QUOTED TEXT:
= Oklahoma State University College of Engineering, Architecture, and Technology =

Vocational school at Oklahoma State University

The Oklahoma State University College of Engineering, Architecture, and Technology (or CEAT) serves as the engineering, architecture, and technology components of OSU-Stillwater in Stillwater, Oklahoma, and OSU-Tulsa in Tulsa, Oklahoma. and is the only combined Engineering, Architecture, and Technology college in the United States. The Advanced Technology Research Center (ATRC), a relatively new addition to the college, has worked with business and industry in the areas of web handling, energy storage and conversion, manufacturing and other fields.

The OSU College of Engineering, Architecture, and Technology was created in 1902, and is the largest and oldest college of engineering in Oklahoma today and has frequently been recognized as one of the best colleges in the nation. Oklahoma State's architecture students have won more national and international competitions than any school in the country . Students in the School of Mechanical and Aerospace Engineering have won more American Institute of Aeronautics and Astronautics Design/Build/Fly competitions than any other school, finishing in the top 3 17 times since the competition's inception, including 7 first place wins. The Congressional Fire Services Institute, an institution advising Congress on fire and safety matters, named OSU's International Fire Service Training Association/Fire Protection Publications as the 2005 Fire Service Organization of the Year . Researchers at Oklahoma State have developed two new body armor systems, giving soldiers added protection against injuries to their arms and legs while on the battlefield .

LISTED RECORDS:
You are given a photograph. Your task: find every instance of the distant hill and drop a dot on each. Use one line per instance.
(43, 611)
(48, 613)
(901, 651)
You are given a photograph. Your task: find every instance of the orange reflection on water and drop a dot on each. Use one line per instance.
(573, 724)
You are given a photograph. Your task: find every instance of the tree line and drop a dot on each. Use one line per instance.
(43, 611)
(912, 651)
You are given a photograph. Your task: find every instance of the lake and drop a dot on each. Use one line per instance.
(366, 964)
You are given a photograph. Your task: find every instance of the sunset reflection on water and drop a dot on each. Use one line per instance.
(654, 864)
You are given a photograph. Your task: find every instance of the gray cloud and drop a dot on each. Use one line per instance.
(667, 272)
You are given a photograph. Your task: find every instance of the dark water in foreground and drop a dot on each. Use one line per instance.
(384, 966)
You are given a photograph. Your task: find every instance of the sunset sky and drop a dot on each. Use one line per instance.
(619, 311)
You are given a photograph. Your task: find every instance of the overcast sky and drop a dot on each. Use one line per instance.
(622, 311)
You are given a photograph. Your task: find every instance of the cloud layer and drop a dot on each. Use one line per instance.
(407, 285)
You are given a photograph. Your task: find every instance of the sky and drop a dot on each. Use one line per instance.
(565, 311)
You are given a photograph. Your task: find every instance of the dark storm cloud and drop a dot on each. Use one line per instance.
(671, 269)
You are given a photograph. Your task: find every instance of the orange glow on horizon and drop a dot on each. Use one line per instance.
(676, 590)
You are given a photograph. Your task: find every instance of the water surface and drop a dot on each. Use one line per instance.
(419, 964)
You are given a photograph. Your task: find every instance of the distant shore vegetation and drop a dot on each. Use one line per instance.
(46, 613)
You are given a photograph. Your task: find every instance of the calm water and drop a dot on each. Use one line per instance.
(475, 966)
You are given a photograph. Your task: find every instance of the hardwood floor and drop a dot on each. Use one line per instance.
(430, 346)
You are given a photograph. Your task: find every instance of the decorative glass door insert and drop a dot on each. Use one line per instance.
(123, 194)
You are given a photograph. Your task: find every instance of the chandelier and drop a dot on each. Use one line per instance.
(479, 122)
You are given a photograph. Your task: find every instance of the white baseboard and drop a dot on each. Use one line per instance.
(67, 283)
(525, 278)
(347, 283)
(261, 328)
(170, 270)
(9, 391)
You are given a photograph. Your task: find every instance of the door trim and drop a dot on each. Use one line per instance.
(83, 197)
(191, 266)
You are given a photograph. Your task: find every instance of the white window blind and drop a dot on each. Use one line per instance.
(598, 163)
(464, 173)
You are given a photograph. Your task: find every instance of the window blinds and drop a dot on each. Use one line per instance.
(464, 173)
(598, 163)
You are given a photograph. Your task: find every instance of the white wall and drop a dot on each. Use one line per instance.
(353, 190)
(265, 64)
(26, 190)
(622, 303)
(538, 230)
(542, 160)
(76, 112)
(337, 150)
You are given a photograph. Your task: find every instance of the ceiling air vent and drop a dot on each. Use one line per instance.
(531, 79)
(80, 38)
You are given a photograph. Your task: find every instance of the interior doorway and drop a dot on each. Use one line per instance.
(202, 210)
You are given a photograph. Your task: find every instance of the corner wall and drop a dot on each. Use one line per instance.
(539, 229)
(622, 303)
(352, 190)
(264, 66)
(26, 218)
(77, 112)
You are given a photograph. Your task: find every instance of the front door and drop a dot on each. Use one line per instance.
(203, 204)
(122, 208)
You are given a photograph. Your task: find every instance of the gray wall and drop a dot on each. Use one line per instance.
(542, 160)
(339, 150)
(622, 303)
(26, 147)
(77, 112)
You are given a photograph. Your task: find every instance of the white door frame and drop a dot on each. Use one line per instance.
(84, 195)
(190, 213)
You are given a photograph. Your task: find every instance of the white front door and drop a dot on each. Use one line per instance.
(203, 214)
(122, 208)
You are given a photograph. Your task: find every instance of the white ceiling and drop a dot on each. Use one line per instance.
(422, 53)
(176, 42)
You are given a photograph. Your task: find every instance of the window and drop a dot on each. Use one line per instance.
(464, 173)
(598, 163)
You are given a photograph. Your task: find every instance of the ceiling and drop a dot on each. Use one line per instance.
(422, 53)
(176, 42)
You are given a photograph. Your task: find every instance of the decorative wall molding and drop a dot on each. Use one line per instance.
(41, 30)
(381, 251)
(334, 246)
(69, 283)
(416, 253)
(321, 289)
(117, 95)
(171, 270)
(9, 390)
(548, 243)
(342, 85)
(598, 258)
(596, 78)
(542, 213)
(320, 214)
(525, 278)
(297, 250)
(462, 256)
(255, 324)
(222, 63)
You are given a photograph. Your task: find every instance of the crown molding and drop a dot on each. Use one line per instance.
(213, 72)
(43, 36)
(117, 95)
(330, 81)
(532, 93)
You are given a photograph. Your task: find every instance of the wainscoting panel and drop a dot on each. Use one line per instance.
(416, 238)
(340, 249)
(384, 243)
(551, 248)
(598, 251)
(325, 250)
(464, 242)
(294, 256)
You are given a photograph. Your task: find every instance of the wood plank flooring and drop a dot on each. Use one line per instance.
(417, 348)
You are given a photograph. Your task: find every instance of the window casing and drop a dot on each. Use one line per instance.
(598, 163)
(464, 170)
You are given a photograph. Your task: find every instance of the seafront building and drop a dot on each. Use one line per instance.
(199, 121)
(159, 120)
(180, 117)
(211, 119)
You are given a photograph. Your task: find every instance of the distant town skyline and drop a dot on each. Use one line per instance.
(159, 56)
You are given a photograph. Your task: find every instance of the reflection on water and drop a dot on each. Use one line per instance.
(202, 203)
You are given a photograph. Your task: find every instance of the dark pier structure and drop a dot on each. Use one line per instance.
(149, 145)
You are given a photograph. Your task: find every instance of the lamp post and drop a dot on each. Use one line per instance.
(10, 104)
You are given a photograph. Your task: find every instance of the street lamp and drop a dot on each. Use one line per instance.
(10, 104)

GIVEN REQUEST:
From the text on Oklahoma State's engineering college, give back verbatim the passage that begins with the words containing "The Oklahoma State" and ends with "and other fields.". The listing isn't needed for this.

RESULT OF THE TASK:
The Oklahoma State University College of Engineering, Architecture, and Technology (or CEAT) serves as the engineering, architecture, and technology components of OSU-Stillwater in Stillwater, Oklahoma, and OSU-Tulsa in Tulsa, Oklahoma. and is the only combined Engineering, Architecture, and Technology college in the United States. The Advanced Technology Research Center (ATRC), a relatively new addition to the college, has worked with business and industry in the areas of web handling, energy storage and conversion, manufacturing and other fields.